Data records:
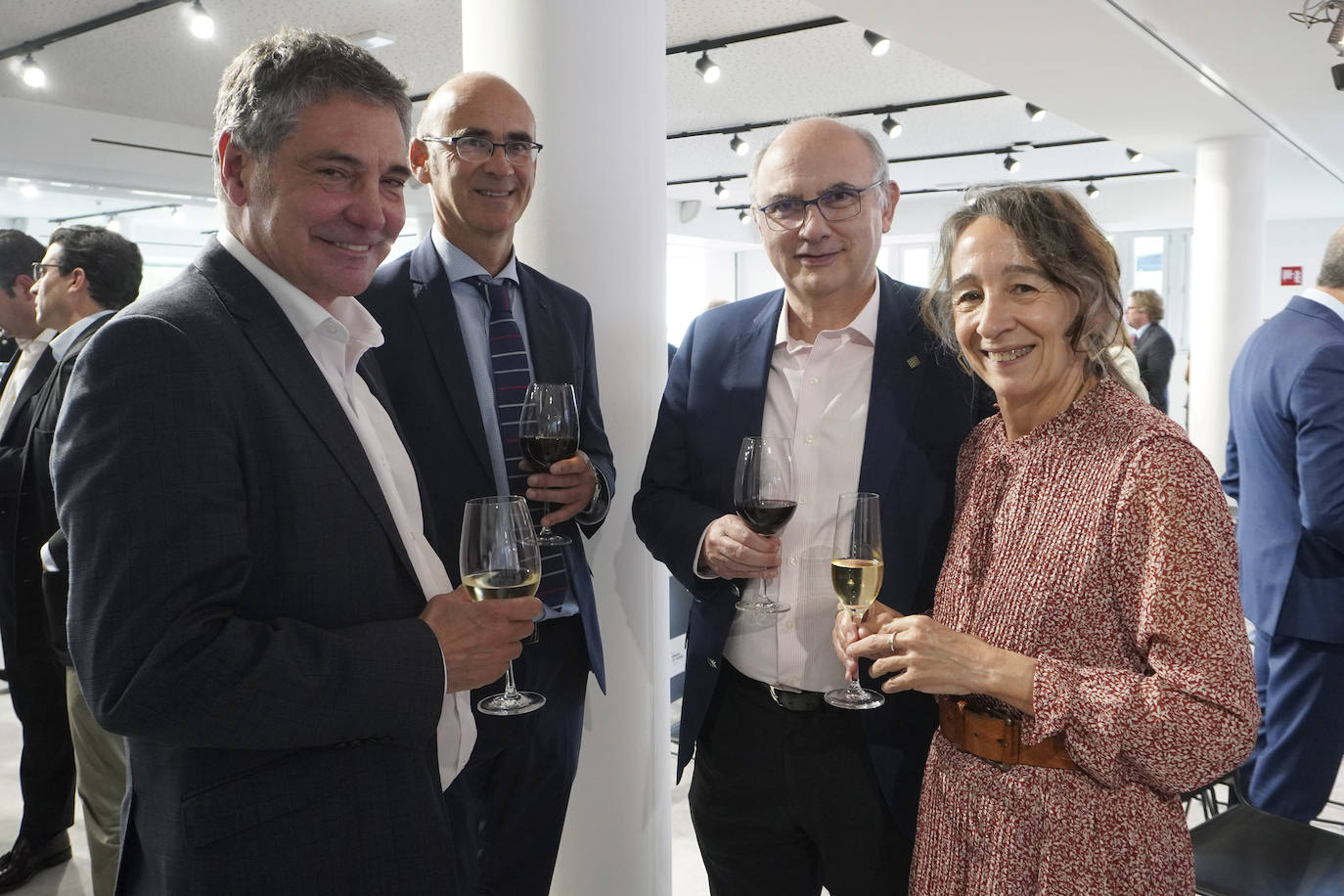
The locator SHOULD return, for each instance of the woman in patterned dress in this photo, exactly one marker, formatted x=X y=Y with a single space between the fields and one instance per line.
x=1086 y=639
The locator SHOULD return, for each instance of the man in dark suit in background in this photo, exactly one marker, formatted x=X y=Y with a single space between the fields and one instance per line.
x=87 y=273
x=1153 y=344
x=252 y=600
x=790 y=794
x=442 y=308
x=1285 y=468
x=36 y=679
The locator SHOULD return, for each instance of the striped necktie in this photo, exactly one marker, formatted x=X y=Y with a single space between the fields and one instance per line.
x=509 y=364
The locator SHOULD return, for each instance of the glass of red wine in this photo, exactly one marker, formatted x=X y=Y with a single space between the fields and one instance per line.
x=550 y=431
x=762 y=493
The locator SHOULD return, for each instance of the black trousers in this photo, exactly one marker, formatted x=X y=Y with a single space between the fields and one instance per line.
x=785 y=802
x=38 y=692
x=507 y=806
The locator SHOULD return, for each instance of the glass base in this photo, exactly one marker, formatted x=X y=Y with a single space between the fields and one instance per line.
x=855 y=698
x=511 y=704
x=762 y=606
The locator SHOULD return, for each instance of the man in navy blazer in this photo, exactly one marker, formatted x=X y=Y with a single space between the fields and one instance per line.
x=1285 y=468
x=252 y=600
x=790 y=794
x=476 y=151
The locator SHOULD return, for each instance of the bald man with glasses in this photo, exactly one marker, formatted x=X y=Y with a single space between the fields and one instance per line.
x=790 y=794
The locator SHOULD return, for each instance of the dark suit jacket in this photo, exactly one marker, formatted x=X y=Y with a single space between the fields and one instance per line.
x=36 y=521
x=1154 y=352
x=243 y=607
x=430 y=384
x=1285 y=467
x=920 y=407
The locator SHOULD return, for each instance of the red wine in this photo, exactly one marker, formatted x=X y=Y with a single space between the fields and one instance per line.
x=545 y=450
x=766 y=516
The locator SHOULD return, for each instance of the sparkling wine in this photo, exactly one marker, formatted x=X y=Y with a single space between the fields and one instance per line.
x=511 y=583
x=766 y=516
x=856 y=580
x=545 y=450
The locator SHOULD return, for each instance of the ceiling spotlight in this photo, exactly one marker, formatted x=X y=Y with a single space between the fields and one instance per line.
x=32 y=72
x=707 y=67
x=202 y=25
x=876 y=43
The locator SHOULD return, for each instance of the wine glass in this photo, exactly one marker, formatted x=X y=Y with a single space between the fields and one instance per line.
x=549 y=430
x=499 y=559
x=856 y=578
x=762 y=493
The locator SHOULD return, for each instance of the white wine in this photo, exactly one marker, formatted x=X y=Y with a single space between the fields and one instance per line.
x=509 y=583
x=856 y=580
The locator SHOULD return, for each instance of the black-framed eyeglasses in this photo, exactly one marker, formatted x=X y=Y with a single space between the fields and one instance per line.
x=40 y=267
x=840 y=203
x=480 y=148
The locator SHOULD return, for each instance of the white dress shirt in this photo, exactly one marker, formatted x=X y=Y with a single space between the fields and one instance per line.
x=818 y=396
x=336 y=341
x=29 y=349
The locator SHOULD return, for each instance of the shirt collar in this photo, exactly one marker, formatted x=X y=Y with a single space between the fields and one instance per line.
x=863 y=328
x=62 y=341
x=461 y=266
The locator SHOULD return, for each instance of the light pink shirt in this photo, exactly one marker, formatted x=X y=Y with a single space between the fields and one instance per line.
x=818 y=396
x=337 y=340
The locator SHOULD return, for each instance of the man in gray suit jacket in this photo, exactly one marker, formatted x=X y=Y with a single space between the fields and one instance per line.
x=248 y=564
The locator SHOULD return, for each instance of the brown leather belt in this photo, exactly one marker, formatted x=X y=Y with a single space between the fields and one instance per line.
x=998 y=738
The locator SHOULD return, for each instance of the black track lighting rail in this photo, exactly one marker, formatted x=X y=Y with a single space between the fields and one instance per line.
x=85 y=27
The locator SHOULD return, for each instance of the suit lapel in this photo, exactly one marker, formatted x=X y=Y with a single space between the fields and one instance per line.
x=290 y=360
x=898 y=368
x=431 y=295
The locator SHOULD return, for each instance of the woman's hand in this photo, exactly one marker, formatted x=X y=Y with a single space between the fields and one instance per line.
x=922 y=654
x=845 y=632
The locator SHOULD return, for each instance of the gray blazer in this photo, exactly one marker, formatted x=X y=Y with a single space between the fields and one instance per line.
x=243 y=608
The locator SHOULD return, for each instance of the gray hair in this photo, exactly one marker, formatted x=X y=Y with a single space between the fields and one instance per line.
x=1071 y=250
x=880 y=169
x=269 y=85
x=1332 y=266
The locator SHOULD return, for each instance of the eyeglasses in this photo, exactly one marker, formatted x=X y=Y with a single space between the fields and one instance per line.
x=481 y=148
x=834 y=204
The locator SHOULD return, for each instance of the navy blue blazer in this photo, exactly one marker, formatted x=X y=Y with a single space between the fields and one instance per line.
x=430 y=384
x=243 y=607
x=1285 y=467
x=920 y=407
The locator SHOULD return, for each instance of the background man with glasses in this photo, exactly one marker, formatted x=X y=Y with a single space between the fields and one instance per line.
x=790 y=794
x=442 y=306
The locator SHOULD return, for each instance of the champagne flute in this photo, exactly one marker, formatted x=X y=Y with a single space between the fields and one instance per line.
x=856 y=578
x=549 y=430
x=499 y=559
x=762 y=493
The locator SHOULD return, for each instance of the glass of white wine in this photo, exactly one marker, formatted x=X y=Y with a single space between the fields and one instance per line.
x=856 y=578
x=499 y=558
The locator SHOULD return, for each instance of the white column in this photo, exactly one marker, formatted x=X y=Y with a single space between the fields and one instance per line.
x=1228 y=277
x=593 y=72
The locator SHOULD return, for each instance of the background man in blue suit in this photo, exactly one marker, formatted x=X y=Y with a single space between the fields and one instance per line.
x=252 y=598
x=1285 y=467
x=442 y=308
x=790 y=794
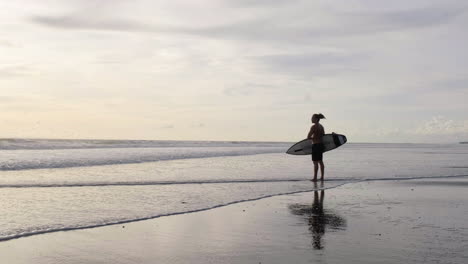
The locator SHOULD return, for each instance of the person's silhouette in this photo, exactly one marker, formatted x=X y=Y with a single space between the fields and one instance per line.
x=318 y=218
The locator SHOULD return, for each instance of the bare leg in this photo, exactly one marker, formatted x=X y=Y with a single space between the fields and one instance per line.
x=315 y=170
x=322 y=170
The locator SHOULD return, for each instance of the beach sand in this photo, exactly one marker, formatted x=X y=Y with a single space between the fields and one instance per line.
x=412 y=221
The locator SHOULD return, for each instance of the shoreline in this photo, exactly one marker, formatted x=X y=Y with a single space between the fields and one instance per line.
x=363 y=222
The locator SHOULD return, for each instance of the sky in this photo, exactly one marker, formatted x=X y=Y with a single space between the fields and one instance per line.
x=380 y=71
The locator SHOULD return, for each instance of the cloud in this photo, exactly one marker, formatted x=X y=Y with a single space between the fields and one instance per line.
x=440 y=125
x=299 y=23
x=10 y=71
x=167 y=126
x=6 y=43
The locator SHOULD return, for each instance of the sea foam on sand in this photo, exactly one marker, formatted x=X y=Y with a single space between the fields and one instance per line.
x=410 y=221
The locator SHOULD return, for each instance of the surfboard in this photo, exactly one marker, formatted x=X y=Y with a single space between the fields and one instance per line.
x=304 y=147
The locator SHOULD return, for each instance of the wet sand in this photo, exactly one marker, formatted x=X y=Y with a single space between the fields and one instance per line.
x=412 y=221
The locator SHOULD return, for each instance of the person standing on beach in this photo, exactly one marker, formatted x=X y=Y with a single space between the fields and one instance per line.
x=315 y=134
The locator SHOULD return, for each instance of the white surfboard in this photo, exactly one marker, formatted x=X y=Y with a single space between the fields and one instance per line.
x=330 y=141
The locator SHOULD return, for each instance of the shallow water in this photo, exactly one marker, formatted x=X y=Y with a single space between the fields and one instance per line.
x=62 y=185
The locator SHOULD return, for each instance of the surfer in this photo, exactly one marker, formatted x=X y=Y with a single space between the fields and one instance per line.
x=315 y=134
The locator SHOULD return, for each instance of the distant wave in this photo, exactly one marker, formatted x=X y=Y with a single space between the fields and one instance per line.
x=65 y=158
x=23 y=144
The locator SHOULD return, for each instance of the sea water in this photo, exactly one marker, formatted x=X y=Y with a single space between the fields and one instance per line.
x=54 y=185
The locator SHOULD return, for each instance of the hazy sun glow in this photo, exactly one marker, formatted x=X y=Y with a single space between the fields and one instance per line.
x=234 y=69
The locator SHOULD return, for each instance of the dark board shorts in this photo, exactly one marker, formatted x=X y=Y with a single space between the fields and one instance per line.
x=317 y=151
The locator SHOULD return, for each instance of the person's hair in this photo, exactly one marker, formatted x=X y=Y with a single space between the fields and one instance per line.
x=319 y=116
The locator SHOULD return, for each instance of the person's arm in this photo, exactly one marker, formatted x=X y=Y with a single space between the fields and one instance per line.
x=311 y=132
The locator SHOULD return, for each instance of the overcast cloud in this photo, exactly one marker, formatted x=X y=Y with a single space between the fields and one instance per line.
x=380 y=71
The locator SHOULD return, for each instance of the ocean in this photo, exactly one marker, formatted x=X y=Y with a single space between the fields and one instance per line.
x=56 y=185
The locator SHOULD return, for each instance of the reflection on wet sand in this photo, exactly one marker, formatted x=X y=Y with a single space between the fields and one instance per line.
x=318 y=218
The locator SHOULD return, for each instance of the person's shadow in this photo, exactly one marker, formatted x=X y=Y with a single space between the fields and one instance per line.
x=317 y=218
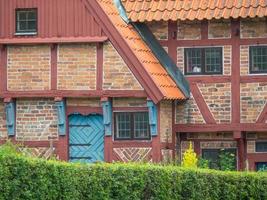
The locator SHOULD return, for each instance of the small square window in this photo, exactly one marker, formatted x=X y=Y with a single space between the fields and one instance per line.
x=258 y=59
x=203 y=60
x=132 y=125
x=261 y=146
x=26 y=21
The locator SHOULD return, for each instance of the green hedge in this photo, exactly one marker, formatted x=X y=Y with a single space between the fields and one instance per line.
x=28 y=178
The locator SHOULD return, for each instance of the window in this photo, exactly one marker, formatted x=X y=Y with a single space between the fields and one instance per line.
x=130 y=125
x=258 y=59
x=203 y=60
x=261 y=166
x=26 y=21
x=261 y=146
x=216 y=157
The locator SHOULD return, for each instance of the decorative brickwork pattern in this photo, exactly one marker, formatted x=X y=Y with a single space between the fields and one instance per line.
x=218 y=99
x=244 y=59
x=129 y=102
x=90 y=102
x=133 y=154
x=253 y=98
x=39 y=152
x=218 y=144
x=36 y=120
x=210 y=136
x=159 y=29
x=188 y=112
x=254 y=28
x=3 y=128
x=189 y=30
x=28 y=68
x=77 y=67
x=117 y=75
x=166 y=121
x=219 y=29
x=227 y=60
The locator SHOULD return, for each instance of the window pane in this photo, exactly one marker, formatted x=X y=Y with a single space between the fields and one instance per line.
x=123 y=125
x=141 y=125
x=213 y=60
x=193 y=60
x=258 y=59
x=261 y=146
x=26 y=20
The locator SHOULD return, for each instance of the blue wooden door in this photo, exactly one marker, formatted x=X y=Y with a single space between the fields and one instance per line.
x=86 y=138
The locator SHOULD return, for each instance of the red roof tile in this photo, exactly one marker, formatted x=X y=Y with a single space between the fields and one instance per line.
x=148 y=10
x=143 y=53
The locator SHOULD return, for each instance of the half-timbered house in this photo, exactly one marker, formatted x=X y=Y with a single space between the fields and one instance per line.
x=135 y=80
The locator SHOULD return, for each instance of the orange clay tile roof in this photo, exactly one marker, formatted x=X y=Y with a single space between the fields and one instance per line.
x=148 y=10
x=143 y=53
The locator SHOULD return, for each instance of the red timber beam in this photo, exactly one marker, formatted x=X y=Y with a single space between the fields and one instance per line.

Written request: Emit verbatim the lines running from the one with "The locator SHOULD return, for each instance of the window in" through the last line of the data, both endpoints inclusive.

Result of this task:
The locator SHOULD return, for each instance of the window in this photo, exactly one marker, formatted x=X y=Y with a single space between the fields and one instance per line.
x=130 y=125
x=258 y=59
x=203 y=60
x=261 y=166
x=26 y=21
x=261 y=146
x=216 y=157
The locator SHOULD return, for each instance of the decorative brickwork pattern in this photo, exactly one marker, formatted x=X y=Y with a single space between the fields and one instance per line.
x=218 y=99
x=244 y=59
x=129 y=102
x=90 y=102
x=133 y=154
x=253 y=98
x=39 y=152
x=218 y=144
x=36 y=120
x=210 y=136
x=159 y=29
x=188 y=112
x=254 y=28
x=3 y=128
x=189 y=30
x=28 y=68
x=77 y=67
x=117 y=75
x=166 y=121
x=219 y=29
x=227 y=60
The locator SHOULD return, for each instance of the window pane in this photo, exactly one marker, formatted x=X y=Y with a single space between the fields and one instance per line.
x=123 y=125
x=141 y=125
x=213 y=60
x=193 y=60
x=258 y=59
x=261 y=146
x=26 y=20
The locator SHOULD return, for each instance of the blue wooden door in this photo, exactly one marker, formatted x=X y=Y with a single space between the fields and one instance per line.
x=86 y=138
The locator SHOULD return, for each instance of the red roof tile in this photo, exactly one marker, formatted x=X y=Y with a single space between the fields and one instance per line.
x=148 y=10
x=143 y=53
The locator SHOULD return, for each instance of the half-timbered house in this photo, exactly one marker, formatted x=X y=Y with a single space between the fields and one instance per line.
x=135 y=80
The locator SHOULD return, for each instance of the orange clay tile roof in this photo, exactly one marker, formatted x=X y=Y with a single space between the fields and one instance per line.
x=148 y=10
x=143 y=53
The locator SHOULD return, for each instance of the red timber beam in this photo, exactly one marker, formatted x=X y=Y with a single space between the fields and one instance per line.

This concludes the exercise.